Given the vast range of other data types that support multi-valued fields, it was surprising to run into such a limitation.

S-Dragon0302 commented 1 year ago

@mayya-sharipova Is there any plan to launch this function in which version of elasticsearch

benwtrent commented 1 year ago

@S-Dragon0302 for https://github.com/elastic/elasticsearch/issues/72068 I am digging into it. No release version yet.

Could you mention your use case here and what your goals are with using this feature?

S-Dragon0302 commented 1 year ago

@S-Dragon0302 for #72068 I am digging into it. No release version yet.

Could you mention your use case here and what your goals are with using this feature?

Basically, a message published by a social platform contains multiple images. If I need to find this message according to the image, I need to compare it with each image of this message. As long as there is a similar image, this message will be hit

S-Dragon0302 commented 1 year ago

ColeDCrawford commented 1 year ago

Yeah the above chart would be ideal! I also have a use case for this. I'm interested in hybrid search that combines the new learned sparse encoder for text with vector based image search. I have a database of artwork with text metadata and multiple images per artwork. For example: https://harvardartmuseums.org/collections/object/170157. One work, but 1..N images.

● ● ●

ACTIVITY: Change "digging into" to "looking into" in the forum thread's passage between "benwtrent commented 1" and "#72068 I am digging into it. No release version yet.", inclusive, and give that passage again. The listing that comes next is separate material, unrelated to the forum thread.

MATERIAL SHOWN:
● ● ●

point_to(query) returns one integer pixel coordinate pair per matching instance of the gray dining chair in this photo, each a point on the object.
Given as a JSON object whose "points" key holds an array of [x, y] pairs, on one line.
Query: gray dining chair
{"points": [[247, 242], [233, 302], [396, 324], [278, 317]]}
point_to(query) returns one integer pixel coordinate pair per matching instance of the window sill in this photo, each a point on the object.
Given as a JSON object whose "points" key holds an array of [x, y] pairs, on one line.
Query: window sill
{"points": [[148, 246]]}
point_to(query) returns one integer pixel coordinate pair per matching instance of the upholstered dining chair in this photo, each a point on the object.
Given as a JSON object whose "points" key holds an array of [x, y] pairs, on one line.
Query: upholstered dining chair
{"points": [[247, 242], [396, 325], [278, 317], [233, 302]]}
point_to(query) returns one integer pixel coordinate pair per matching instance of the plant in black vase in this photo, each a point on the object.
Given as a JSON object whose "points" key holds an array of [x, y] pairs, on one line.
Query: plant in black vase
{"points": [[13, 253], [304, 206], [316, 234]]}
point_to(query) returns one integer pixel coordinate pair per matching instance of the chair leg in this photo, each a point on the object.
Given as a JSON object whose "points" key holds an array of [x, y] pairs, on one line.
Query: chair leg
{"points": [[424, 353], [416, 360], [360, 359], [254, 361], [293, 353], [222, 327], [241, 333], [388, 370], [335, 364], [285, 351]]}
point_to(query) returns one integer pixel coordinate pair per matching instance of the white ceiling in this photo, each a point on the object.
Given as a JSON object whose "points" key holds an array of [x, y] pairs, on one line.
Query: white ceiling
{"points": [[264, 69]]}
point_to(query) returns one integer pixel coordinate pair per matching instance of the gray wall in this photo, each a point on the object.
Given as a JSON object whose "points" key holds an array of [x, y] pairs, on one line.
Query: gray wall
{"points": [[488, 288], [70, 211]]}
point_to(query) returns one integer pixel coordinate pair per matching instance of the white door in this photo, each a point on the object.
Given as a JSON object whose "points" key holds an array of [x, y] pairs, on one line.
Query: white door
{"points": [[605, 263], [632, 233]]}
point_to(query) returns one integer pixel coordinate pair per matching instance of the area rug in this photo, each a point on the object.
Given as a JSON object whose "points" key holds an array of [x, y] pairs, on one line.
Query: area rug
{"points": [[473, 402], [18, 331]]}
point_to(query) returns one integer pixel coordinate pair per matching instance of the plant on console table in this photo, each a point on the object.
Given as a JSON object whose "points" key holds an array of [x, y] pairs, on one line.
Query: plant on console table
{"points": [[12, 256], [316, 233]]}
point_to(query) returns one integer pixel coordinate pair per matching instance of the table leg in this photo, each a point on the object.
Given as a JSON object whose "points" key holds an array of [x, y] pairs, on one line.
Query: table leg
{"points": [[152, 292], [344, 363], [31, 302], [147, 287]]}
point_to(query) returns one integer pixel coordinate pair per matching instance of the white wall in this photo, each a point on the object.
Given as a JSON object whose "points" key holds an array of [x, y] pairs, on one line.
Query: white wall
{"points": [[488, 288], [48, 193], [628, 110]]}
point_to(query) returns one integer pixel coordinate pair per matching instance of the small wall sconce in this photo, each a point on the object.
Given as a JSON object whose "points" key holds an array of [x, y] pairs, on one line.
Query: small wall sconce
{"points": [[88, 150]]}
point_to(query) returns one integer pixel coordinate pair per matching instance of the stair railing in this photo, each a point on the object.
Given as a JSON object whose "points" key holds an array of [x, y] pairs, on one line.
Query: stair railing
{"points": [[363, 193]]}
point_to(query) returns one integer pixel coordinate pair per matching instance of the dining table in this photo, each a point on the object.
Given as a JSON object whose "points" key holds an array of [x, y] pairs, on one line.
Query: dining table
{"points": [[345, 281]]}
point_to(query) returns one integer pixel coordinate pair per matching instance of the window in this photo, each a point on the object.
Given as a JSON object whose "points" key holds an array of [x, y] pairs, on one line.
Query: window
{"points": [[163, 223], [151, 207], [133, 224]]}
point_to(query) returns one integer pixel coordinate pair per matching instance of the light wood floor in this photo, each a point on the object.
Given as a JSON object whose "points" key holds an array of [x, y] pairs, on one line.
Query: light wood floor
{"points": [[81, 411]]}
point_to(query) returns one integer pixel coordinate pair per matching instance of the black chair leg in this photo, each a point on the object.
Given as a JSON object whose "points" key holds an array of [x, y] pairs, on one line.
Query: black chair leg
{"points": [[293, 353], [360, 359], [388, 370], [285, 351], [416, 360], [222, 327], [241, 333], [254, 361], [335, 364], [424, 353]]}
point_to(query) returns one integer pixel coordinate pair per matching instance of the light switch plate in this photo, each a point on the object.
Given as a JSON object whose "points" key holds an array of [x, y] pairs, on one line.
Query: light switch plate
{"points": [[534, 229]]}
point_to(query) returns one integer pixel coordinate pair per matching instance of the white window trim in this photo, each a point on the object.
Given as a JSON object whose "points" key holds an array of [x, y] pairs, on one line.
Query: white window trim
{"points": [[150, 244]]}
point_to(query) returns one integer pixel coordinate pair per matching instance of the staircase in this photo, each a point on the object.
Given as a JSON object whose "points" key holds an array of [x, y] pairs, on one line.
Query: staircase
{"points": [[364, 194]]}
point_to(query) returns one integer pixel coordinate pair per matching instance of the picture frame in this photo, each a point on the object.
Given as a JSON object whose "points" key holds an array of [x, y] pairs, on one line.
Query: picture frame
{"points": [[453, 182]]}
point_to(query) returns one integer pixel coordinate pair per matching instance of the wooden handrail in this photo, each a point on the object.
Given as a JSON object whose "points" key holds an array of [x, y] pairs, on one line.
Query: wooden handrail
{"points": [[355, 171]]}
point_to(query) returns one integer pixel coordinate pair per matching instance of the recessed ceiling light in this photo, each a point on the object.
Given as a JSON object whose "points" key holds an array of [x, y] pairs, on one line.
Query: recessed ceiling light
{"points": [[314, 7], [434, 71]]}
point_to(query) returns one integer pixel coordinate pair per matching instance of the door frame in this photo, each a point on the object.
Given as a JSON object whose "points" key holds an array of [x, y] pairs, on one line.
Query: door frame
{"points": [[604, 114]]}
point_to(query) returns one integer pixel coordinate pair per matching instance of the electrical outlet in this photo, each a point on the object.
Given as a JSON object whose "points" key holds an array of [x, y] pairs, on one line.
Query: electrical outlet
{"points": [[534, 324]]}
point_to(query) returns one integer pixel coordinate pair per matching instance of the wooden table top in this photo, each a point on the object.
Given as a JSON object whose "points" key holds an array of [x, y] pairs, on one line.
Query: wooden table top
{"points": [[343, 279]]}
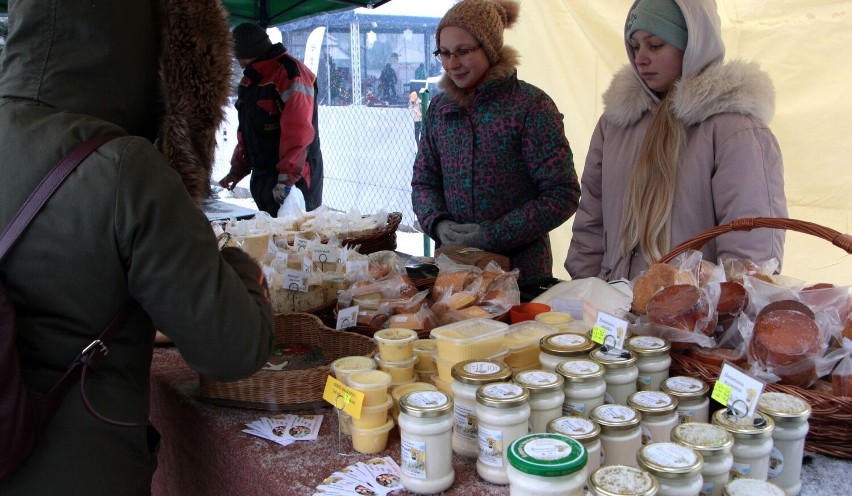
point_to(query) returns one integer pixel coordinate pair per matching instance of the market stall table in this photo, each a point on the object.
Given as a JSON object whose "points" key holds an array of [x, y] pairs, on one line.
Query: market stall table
{"points": [[204, 450]]}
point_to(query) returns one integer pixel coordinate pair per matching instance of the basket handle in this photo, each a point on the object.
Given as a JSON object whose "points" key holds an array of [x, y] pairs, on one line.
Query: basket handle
{"points": [[748, 223]]}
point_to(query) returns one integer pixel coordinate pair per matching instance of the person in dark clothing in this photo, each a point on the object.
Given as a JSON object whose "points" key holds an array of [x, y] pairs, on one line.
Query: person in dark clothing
{"points": [[277, 137]]}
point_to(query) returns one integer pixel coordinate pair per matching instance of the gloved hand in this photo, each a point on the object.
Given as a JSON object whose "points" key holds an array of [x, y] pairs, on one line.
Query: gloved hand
{"points": [[280, 192]]}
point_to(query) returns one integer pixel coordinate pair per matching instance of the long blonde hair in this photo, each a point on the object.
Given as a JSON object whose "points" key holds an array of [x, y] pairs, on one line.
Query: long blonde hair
{"points": [[650, 193]]}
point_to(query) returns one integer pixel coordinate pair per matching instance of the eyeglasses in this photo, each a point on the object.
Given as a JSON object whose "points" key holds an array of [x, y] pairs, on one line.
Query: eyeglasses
{"points": [[461, 53]]}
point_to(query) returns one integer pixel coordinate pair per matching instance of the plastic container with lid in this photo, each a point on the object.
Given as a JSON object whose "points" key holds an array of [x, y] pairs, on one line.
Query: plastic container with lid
{"points": [[471, 338], [621, 434], [714, 443], [562, 346], [522, 340], [395, 345], [583, 430], [546, 465], [467, 377], [652, 359], [425, 428], [546, 396], [676, 467], [752, 443], [659, 415], [790, 414], [584, 386], [620, 373], [502, 414], [693, 405], [622, 480]]}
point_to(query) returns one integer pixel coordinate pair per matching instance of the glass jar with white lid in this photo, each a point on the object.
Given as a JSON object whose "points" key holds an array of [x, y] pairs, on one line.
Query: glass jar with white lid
{"points": [[546, 396], [676, 467], [503, 413], [584, 386], [752, 442], [659, 415], [562, 346], [467, 377], [714, 443], [790, 414], [622, 480], [653, 359], [546, 465], [586, 432], [693, 405], [425, 431], [621, 434], [620, 373]]}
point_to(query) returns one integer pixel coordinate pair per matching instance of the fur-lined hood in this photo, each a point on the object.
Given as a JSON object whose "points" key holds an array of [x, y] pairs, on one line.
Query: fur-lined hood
{"points": [[735, 87], [166, 76], [504, 68]]}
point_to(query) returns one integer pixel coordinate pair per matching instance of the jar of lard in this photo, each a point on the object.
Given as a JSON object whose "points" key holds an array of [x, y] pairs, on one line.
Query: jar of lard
{"points": [[693, 405], [621, 434], [714, 443], [503, 413], [790, 414], [752, 443], [659, 415], [621, 480], [467, 377], [546, 396], [546, 465], [584, 386], [652, 359], [676, 467], [425, 430], [562, 346], [586, 432], [620, 373]]}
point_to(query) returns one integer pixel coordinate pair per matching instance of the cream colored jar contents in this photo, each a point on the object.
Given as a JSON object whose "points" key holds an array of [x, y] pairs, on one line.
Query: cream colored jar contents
{"points": [[546, 396], [584, 386], [503, 412], [621, 435], [790, 414], [425, 430]]}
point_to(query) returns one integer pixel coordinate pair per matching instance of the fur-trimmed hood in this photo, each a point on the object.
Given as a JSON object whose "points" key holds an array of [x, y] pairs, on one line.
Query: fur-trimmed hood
{"points": [[736, 87], [504, 68]]}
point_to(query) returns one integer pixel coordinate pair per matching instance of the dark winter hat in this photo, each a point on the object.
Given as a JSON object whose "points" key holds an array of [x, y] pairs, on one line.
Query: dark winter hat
{"points": [[662, 18], [485, 20], [250, 41]]}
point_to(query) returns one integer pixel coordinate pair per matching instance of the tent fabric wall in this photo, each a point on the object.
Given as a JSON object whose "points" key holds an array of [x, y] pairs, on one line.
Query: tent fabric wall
{"points": [[571, 48]]}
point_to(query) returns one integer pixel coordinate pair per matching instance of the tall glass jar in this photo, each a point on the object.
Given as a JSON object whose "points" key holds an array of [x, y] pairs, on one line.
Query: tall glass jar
{"points": [[659, 415], [652, 359], [714, 443], [693, 405], [546, 396], [584, 386], [467, 377], [676, 467], [752, 443], [503, 413], [620, 373], [425, 431], [621, 434], [790, 414]]}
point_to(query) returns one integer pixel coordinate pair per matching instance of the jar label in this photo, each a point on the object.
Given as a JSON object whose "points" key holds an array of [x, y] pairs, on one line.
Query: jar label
{"points": [[776, 462], [491, 447], [413, 457]]}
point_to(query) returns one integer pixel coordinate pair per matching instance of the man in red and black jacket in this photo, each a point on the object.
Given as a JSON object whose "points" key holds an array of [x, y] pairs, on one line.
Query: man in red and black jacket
{"points": [[277, 138]]}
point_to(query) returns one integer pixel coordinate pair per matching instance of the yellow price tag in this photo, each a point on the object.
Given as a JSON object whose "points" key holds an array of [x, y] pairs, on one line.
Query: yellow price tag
{"points": [[598, 334], [721, 392]]}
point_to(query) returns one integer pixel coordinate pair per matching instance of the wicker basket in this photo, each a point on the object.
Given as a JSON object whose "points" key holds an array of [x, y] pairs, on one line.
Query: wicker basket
{"points": [[831, 418], [289, 389]]}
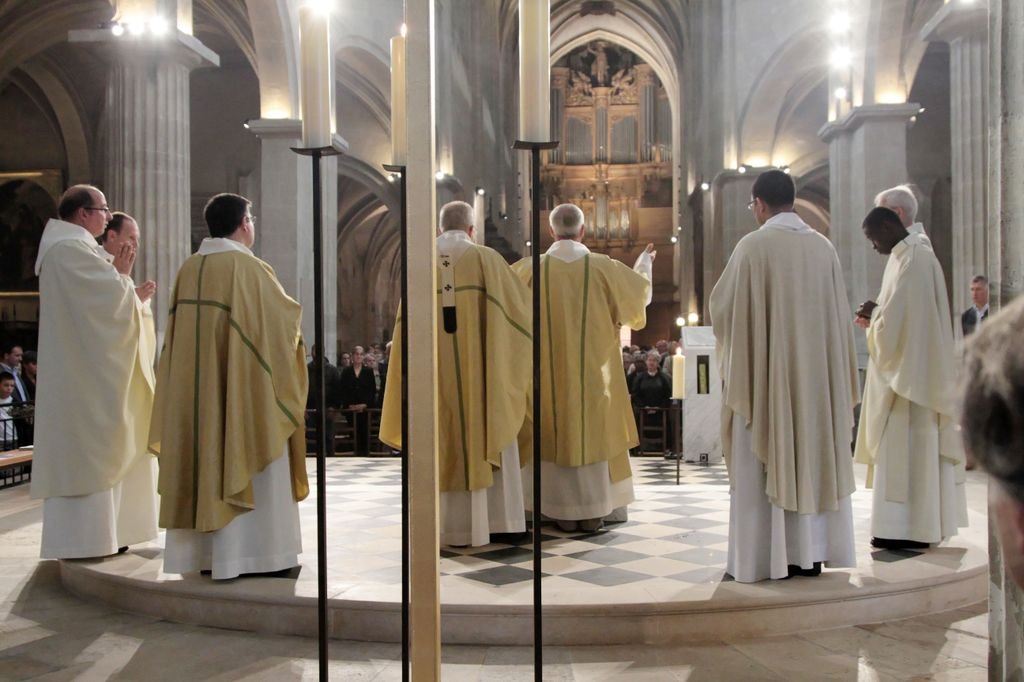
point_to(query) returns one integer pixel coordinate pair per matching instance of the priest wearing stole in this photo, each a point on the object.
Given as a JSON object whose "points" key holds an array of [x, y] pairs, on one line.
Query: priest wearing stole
{"points": [[94, 389], [587, 427], [483, 353], [785, 350], [906, 436], [227, 420]]}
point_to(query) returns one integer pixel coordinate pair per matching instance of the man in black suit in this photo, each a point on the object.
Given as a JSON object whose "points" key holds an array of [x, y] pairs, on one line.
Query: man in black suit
{"points": [[977, 312]]}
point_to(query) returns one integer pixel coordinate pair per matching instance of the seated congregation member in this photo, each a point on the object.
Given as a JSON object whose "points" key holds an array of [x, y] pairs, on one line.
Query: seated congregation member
{"points": [[227, 422], [484, 373], [358, 391], [8, 430], [907, 433], [991, 413], [587, 426], [785, 351]]}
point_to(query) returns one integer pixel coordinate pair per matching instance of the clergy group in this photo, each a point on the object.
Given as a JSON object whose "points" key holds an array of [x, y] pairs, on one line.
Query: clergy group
{"points": [[223, 412]]}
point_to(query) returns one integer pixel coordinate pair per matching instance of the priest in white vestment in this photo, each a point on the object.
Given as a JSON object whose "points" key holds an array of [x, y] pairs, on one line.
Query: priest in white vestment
{"points": [[483, 356], [94, 389], [901, 201], [785, 350], [906, 435], [587, 427], [227, 419]]}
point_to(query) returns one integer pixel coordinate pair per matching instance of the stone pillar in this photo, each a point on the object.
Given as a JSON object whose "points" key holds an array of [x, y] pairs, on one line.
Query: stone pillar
{"points": [[866, 155], [647, 114], [730, 193], [147, 164], [602, 140], [965, 28], [559, 82], [1006, 231], [284, 226]]}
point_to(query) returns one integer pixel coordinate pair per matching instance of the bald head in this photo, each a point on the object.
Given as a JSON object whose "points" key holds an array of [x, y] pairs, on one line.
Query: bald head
{"points": [[566, 222], [457, 215]]}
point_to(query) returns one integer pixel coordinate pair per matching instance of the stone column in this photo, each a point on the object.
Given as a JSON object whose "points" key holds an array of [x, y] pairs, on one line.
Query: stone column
{"points": [[602, 140], [648, 105], [559, 83], [147, 162], [866, 155], [1006, 231], [965, 28], [284, 226]]}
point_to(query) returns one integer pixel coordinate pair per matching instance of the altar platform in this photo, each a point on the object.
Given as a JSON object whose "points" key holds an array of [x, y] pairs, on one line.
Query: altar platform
{"points": [[656, 579]]}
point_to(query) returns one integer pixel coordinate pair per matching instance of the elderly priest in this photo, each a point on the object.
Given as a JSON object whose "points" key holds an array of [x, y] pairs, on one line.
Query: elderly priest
{"points": [[94, 389], [483, 360], [227, 421], [588, 427], [784, 340], [907, 433]]}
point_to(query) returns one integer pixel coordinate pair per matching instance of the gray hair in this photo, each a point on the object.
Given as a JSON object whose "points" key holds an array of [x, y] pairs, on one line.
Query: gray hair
{"points": [[457, 215], [992, 398], [900, 197], [566, 219]]}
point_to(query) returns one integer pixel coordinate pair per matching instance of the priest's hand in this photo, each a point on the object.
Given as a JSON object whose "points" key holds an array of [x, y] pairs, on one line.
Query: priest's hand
{"points": [[145, 291], [124, 258]]}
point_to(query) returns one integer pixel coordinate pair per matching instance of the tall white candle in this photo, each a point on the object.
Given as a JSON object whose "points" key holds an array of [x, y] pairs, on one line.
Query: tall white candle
{"points": [[315, 84], [398, 143], [678, 376], [478, 217], [535, 70]]}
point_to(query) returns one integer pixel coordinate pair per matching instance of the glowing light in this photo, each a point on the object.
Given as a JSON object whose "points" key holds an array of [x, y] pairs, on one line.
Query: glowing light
{"points": [[839, 23], [158, 26], [841, 57], [892, 97], [322, 7]]}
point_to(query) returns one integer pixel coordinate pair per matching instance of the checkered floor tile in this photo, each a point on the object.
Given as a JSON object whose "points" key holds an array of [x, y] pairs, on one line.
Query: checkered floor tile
{"points": [[674, 533]]}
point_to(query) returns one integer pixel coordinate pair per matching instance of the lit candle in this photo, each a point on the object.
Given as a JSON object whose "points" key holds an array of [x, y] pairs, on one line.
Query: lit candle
{"points": [[678, 376], [316, 84], [535, 70], [478, 218], [398, 144]]}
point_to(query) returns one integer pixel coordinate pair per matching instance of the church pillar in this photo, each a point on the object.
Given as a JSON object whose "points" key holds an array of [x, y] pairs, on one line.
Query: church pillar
{"points": [[730, 193], [559, 82], [866, 155], [965, 28], [602, 140], [1006, 231], [284, 225], [146, 146], [648, 110]]}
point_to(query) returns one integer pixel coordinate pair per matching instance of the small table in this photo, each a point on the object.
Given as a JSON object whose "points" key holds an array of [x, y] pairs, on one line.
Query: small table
{"points": [[15, 467]]}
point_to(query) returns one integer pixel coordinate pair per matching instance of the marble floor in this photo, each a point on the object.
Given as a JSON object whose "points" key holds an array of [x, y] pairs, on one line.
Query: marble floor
{"points": [[46, 634]]}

● ● ●

EXERCISE SOLUTION:
benwtrent commented 1 year ago

@S-Dragon0302 for https://github.com/elastic/elasticsearch/issues/72068 I am looking into it. No release version yet.

Could you mention your use case here and what your goals are with using this feature?

S-Dragon0302 commented 1 year ago

@S-Dragon0302 for #72068 I am looking into it. No release version yet.